═════ DATASET CONTENT ═════
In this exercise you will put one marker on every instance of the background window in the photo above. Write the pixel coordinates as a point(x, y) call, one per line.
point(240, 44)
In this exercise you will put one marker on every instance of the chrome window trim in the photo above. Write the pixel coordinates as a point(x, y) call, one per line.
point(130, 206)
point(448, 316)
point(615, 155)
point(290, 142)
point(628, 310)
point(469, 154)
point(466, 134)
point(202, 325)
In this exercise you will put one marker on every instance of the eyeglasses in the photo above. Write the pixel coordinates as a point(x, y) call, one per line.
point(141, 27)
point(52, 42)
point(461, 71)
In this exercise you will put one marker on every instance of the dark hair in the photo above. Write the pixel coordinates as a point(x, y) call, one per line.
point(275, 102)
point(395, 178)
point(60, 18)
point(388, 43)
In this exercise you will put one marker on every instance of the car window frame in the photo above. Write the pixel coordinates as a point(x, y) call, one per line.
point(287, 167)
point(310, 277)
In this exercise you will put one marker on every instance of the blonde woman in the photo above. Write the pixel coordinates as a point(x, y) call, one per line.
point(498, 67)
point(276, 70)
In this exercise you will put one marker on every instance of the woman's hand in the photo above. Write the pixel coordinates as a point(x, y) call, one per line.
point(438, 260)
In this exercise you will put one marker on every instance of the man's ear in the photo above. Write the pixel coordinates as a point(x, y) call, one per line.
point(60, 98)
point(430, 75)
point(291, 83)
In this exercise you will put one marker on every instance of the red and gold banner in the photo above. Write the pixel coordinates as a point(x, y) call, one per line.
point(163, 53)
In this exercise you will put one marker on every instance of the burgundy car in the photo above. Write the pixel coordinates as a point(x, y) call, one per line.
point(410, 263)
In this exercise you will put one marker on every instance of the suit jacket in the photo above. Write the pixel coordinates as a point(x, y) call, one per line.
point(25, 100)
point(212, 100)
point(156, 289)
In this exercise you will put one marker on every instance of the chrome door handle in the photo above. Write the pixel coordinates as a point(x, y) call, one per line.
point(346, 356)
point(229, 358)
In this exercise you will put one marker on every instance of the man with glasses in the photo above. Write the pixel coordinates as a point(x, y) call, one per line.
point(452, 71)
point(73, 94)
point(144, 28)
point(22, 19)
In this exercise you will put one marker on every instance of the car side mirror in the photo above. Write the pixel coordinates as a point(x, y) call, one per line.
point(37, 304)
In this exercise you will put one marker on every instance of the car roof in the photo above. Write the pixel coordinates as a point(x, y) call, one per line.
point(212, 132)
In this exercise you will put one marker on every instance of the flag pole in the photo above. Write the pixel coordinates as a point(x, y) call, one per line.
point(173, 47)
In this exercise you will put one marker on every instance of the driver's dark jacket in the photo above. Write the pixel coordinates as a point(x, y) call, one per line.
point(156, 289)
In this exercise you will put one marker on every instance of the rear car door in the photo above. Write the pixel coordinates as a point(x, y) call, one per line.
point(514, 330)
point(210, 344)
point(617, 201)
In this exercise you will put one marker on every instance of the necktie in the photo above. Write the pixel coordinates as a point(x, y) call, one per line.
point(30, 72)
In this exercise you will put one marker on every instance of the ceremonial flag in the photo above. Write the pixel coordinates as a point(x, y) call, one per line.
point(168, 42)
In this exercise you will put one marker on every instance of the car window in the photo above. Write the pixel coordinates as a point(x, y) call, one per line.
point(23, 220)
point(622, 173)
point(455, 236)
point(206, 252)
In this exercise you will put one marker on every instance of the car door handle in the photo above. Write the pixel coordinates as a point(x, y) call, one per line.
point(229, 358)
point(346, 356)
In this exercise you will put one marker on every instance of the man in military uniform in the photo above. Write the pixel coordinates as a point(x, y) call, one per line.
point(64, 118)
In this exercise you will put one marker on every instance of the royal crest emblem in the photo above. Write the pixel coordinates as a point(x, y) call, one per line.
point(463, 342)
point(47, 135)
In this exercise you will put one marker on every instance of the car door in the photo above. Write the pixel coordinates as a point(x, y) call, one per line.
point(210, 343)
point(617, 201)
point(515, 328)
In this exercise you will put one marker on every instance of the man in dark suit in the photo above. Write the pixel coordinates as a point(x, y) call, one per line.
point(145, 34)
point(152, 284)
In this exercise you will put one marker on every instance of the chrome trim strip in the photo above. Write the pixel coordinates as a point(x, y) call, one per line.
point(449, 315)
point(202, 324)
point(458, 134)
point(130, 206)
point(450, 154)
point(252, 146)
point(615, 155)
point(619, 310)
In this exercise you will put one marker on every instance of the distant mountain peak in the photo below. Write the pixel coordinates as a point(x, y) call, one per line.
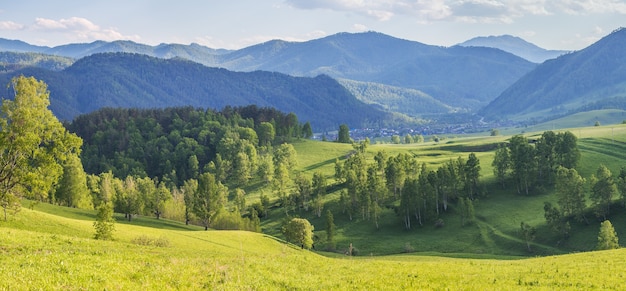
point(515, 45)
point(578, 81)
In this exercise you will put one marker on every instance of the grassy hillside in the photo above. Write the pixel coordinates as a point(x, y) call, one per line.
point(499, 212)
point(50, 247)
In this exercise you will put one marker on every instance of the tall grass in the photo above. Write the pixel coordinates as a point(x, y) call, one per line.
point(36, 258)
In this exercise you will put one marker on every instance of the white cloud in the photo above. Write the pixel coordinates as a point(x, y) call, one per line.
point(359, 27)
point(80, 29)
point(10, 25)
point(469, 11)
point(584, 7)
point(425, 10)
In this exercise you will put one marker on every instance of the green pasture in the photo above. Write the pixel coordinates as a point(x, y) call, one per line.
point(50, 248)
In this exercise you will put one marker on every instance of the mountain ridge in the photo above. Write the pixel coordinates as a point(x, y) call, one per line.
point(516, 46)
point(133, 80)
point(567, 83)
point(367, 57)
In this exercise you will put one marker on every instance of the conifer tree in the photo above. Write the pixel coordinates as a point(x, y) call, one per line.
point(607, 237)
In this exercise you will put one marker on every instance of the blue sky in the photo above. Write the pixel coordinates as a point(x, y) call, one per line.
point(233, 24)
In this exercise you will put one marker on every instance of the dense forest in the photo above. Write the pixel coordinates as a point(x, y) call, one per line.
point(138, 81)
point(175, 144)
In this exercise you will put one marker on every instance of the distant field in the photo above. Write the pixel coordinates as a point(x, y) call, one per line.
point(50, 248)
point(499, 213)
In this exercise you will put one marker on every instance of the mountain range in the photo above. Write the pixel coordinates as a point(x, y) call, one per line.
point(461, 77)
point(134, 80)
point(516, 46)
point(390, 74)
point(589, 79)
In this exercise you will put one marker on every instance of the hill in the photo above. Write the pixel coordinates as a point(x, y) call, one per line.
point(516, 46)
point(463, 77)
point(397, 99)
point(457, 76)
point(11, 61)
point(132, 80)
point(60, 254)
point(595, 75)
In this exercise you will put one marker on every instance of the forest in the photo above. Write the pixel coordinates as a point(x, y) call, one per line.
point(200, 166)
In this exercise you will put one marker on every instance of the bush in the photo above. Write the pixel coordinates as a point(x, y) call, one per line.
point(144, 240)
point(408, 248)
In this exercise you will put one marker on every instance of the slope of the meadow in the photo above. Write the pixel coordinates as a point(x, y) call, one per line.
point(51, 247)
point(499, 212)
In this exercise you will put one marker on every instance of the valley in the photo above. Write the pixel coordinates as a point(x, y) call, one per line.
point(130, 166)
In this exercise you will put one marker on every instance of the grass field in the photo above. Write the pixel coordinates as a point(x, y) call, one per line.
point(499, 212)
point(50, 248)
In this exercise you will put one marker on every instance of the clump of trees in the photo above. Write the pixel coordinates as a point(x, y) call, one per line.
point(299, 231)
point(423, 194)
point(34, 145)
point(534, 164)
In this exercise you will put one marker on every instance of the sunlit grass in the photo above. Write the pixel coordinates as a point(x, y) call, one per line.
point(32, 257)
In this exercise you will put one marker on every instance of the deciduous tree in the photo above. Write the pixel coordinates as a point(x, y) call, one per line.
point(300, 232)
point(603, 190)
point(607, 237)
point(570, 191)
point(33, 143)
point(344, 134)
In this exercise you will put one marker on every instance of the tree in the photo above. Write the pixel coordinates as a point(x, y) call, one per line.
point(240, 199)
point(189, 191)
point(545, 151)
point(307, 131)
point(607, 237)
point(344, 134)
point(281, 184)
point(105, 223)
point(523, 163)
point(501, 164)
point(319, 184)
point(472, 174)
point(33, 143)
point(621, 185)
point(300, 232)
point(466, 206)
point(210, 198)
point(602, 191)
point(528, 233)
point(128, 197)
point(555, 220)
point(567, 153)
point(304, 188)
point(285, 154)
point(570, 192)
point(266, 168)
point(266, 133)
point(330, 231)
point(72, 189)
point(241, 169)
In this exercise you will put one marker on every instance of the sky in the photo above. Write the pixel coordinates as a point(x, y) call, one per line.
point(234, 24)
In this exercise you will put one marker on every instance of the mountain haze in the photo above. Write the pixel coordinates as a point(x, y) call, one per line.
point(593, 78)
point(133, 80)
point(457, 76)
point(462, 77)
point(516, 46)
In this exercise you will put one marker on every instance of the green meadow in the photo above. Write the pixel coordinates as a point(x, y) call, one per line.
point(47, 247)
point(50, 247)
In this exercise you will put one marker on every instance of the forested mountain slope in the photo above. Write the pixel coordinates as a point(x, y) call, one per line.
point(516, 46)
point(132, 80)
point(457, 76)
point(594, 78)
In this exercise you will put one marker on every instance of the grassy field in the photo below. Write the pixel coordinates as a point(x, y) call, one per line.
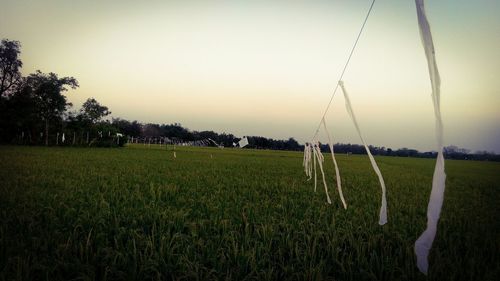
point(137, 213)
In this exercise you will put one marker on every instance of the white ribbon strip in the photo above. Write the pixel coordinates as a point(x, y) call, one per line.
point(320, 161)
point(383, 208)
point(424, 242)
point(337, 173)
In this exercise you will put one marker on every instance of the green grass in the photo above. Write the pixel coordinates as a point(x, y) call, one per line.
point(137, 213)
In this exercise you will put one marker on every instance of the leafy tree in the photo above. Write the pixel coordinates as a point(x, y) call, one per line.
point(93, 111)
point(47, 89)
point(10, 64)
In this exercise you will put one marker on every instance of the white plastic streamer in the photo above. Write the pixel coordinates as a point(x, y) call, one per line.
point(383, 208)
point(337, 173)
point(321, 159)
point(243, 142)
point(307, 160)
point(424, 242)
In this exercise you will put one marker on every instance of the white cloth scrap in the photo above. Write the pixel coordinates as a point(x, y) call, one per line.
point(383, 207)
point(243, 142)
point(337, 173)
point(424, 242)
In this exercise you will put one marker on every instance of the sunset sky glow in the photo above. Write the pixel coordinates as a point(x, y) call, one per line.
point(269, 67)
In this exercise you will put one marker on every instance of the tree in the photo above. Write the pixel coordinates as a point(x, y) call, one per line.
point(47, 90)
point(10, 64)
point(93, 111)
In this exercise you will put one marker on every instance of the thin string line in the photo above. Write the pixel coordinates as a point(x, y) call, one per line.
point(345, 67)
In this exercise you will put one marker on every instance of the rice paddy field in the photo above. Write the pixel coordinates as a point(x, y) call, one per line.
point(138, 213)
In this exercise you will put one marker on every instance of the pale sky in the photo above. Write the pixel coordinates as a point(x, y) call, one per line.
point(269, 67)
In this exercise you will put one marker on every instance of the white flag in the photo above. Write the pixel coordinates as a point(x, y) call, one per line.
point(243, 142)
point(383, 207)
point(424, 242)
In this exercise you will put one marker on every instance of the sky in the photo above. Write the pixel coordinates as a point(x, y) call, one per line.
point(269, 68)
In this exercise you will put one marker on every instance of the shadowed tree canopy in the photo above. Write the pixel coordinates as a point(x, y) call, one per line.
point(10, 64)
point(46, 90)
point(93, 111)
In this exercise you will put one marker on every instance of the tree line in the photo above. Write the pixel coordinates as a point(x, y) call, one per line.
point(34, 110)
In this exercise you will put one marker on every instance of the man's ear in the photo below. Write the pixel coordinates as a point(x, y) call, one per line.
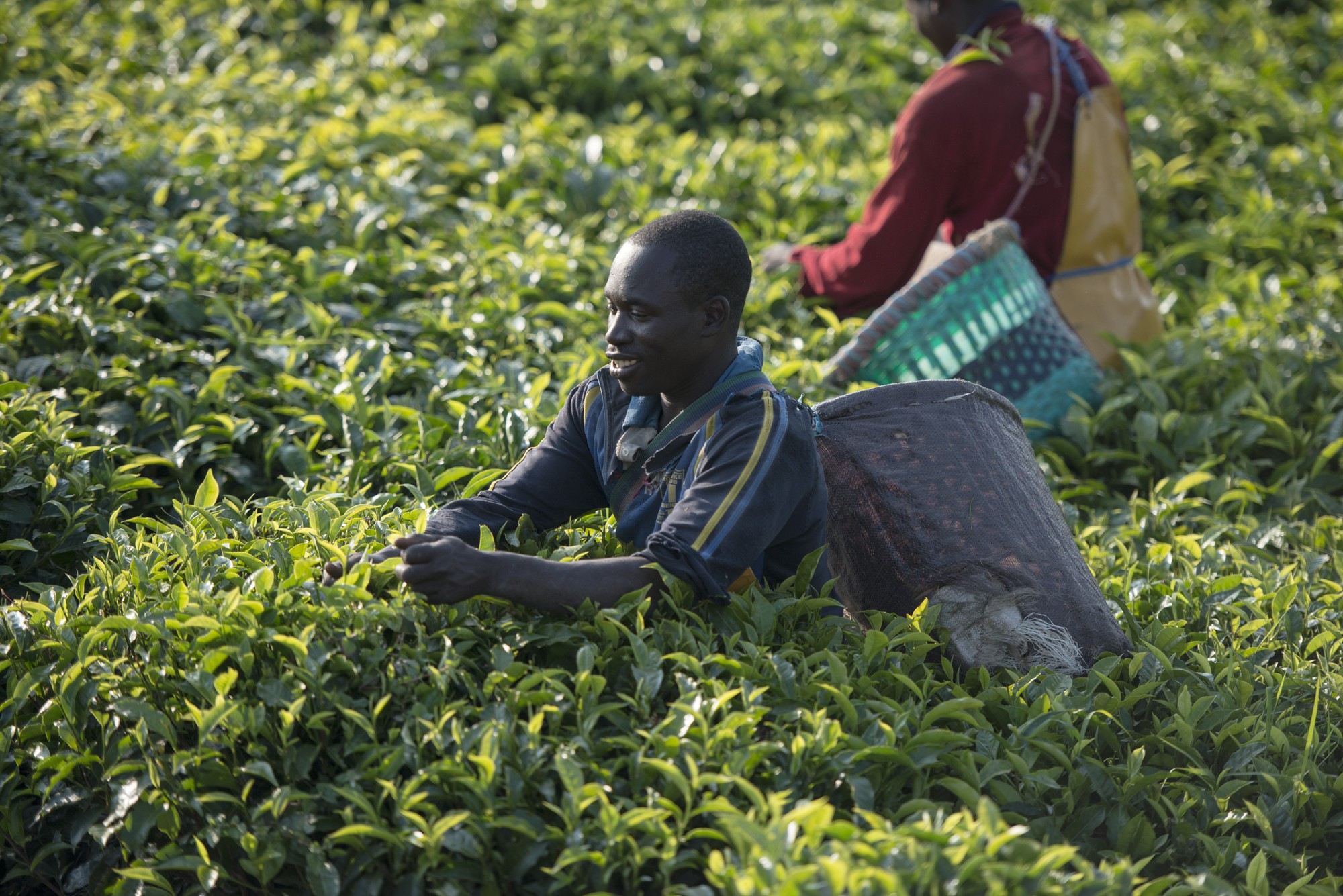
point(716, 313)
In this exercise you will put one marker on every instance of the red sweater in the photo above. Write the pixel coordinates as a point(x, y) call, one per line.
point(953, 160)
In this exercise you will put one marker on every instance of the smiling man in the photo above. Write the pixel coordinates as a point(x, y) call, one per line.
point(711, 472)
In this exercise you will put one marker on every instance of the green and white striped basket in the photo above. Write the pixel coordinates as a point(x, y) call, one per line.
point(984, 315)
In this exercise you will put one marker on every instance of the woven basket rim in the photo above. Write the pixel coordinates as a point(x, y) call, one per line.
point(982, 244)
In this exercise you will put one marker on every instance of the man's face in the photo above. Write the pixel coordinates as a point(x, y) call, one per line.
point(655, 336)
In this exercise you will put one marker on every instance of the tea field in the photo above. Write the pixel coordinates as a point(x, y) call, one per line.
point(279, 277)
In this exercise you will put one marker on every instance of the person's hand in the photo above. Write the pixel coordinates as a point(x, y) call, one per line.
point(776, 258)
point(445, 570)
point(334, 570)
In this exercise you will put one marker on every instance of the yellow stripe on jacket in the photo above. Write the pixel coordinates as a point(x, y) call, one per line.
point(746, 472)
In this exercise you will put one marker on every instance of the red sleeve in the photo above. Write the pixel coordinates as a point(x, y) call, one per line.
point(883, 250)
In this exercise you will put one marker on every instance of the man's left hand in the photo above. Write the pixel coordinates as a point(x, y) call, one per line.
point(776, 258)
point(444, 569)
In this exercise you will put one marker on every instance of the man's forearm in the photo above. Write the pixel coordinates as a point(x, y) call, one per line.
point(550, 585)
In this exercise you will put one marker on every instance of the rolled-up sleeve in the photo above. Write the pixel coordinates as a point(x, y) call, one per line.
point(554, 482)
point(754, 474)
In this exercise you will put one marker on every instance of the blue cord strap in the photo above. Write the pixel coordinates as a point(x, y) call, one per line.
point(1087, 271)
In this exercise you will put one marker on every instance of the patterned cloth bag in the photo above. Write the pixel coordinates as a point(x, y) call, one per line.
point(982, 315)
point(937, 495)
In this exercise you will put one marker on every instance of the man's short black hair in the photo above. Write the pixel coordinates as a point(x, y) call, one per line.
point(712, 258)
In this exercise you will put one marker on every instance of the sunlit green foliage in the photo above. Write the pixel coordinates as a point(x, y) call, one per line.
point(280, 277)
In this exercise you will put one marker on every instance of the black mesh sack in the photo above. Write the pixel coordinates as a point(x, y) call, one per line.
point(935, 494)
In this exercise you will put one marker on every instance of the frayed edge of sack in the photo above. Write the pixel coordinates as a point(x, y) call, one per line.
point(992, 631)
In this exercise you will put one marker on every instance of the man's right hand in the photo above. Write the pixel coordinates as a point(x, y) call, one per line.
point(335, 570)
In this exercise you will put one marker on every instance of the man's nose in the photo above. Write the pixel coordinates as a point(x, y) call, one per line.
═════
__TASK REQUIREMENTS__
Go to the line with "the man's right" and set down that line and every line after it, through the end of the material above, word for word.

__WRITTEN ANSWER__
In this exercise you will put one marker on every instance of the man's right hand in the photo above. Write the pixel coordinates as a point(x, y) call, one per line.
point(335, 570)
In this exercise you will put one marker on every instance of the man's nose in the photo above. Write the pixel coordinates as a point(x, y) call, one per line.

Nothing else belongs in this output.